REQUIREMENTS:
According to the court order, on what date was the Order Denying Rule 40 Petition filed in the district court?

TEXT EXCERPT:
INTERMEDIATE COURT OF APPEALS OF THE STATE OF HAWAI'I
Jun 27, 2012
279 P.3d 79 (Haw. Ct. App. 2012)

Opinion

No. CAAP–11–0000430.

2012-06-27

Todd Thurston DICKIE, Petitioner–Appellant, v. STATE of Hawai‘i, Respondent–Appellee.

Appeal from the District Court of the First Circuit Honolulu Division (Civil No. 1SD11–1–00002). Eric A. Seitz, Delia Au Belatti, Ronald N.W. Kim, for Petitioner–Appellant. James M. Anderson, Deputy Prosecuting Attorney, City and County of Honolulu, for Respondent–Appellee.


Appeal from the District Court of the First Circuit Honolulu Division (Civil No. 1SD11–1–00002).
Eric A. Seitz, Delia Au Belatti, Ronald N.W. Kim, for Petitioner–Appellant. James M. Anderson, Deputy Prosecuting Attorney, City and County of Honolulu, for Respondent–Appellee.
FUJISE, Presiding Judge, REIFURTH and GINOZA, JJ.

SUMMARY DISPOSITION ORDER

Petitioner–Appellant Todd Thurston Dickie (Dickie) appeals from the Findings of Fact, Conclusions of Law and Order Denying HRPP Rule 40 Petition to Vacate, Set Aside, or Correct Judgment (Order Denying Rule 40 Petition), filed on April 27, 2011 in the District Court of the First Circuit, Honolulu Division (district court).

The Honorable William A. Cardwell presided.

On appeal, Dickie raises the following points of error: (1) the district court erred in determining that it had jurisdiction in the underlying criminal case to convict Dickie of Operating a Vehicle Under the Influence of an Intoxicant (OVUII), to which Dickie had pled no contest, because the charge lacked an essential element; and (2) the district court erred in construing the term “operate” in a manner that contradicts State v. Wheeler, 121 Hawai‘i 383, 219 P .3d 1170 (2009), essentially challenging the district court's application of the Motta/Wells rule in construing the charge. See State v. Motta, 66 Haw. 89, 657 P.2d 1019 (1983); State v.. Wells, 78 Hawai‘i 373, 894 P.2d 70 (1995).

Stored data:

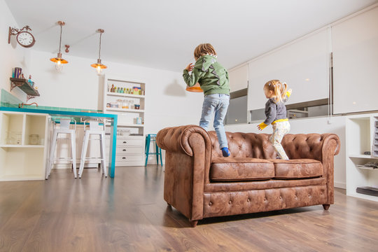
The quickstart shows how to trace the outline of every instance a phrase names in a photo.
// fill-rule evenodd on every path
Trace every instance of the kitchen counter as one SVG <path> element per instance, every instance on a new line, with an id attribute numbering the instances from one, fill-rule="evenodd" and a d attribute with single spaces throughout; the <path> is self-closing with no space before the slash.
<path id="1" fill-rule="evenodd" d="M 115 146 L 117 141 L 117 122 L 118 115 L 114 114 L 103 113 L 101 111 L 83 110 L 77 108 L 57 108 L 48 106 L 24 106 L 24 108 L 15 107 L 0 106 L 0 111 L 24 112 L 49 114 L 52 116 L 64 115 L 77 118 L 106 118 L 111 121 L 111 137 L 108 174 L 114 178 L 115 163 Z"/>

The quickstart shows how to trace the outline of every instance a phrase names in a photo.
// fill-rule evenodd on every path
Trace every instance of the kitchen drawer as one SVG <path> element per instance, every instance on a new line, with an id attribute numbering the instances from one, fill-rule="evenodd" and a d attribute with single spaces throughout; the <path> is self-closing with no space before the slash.
<path id="1" fill-rule="evenodd" d="M 106 141 L 106 147 L 110 145 L 110 141 Z M 117 147 L 124 146 L 141 146 L 144 148 L 145 142 L 143 139 L 117 139 Z"/>
<path id="2" fill-rule="evenodd" d="M 115 155 L 120 155 L 125 154 L 144 154 L 144 146 L 124 146 L 116 148 Z"/>
<path id="3" fill-rule="evenodd" d="M 143 161 L 144 160 L 144 155 L 118 155 L 115 156 L 115 164 L 119 162 L 125 161 Z"/>
<path id="4" fill-rule="evenodd" d="M 144 146 L 141 139 L 117 139 L 117 146 Z"/>

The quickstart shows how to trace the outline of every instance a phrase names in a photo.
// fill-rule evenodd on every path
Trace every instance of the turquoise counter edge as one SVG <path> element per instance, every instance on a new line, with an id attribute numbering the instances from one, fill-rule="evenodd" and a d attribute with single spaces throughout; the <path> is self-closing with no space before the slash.
<path id="1" fill-rule="evenodd" d="M 111 136 L 110 138 L 110 149 L 109 163 L 108 173 L 111 178 L 114 178 L 115 170 L 115 146 L 117 145 L 117 123 L 118 120 L 118 115 L 107 114 L 102 113 L 90 113 L 90 112 L 70 112 L 70 111 L 62 111 L 56 110 L 48 110 L 48 109 L 33 109 L 33 108 L 10 108 L 10 107 L 0 107 L 0 111 L 9 111 L 9 112 L 23 112 L 23 113 L 45 113 L 49 115 L 79 115 L 87 116 L 92 118 L 105 118 L 111 119 Z"/>

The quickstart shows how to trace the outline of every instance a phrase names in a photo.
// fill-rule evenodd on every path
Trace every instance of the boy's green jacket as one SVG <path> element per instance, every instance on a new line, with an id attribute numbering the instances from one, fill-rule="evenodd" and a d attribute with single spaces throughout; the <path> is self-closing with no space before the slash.
<path id="1" fill-rule="evenodd" d="M 216 58 L 211 55 L 200 57 L 195 64 L 192 74 L 184 69 L 183 77 L 186 85 L 192 87 L 199 83 L 204 90 L 204 94 L 230 94 L 228 72 Z"/>

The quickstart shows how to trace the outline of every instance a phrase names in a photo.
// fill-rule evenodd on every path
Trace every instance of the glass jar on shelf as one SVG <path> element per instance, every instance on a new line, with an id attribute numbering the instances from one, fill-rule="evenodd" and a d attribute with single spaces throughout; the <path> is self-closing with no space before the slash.
<path id="1" fill-rule="evenodd" d="M 39 135 L 37 134 L 31 134 L 29 136 L 29 144 L 38 145 L 39 144 Z"/>
<path id="2" fill-rule="evenodd" d="M 118 99 L 116 102 L 117 102 L 117 104 L 118 104 L 118 108 L 122 108 L 122 99 Z"/>

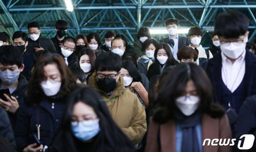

REPLY TO THE EXERCISE:
April 27, 2011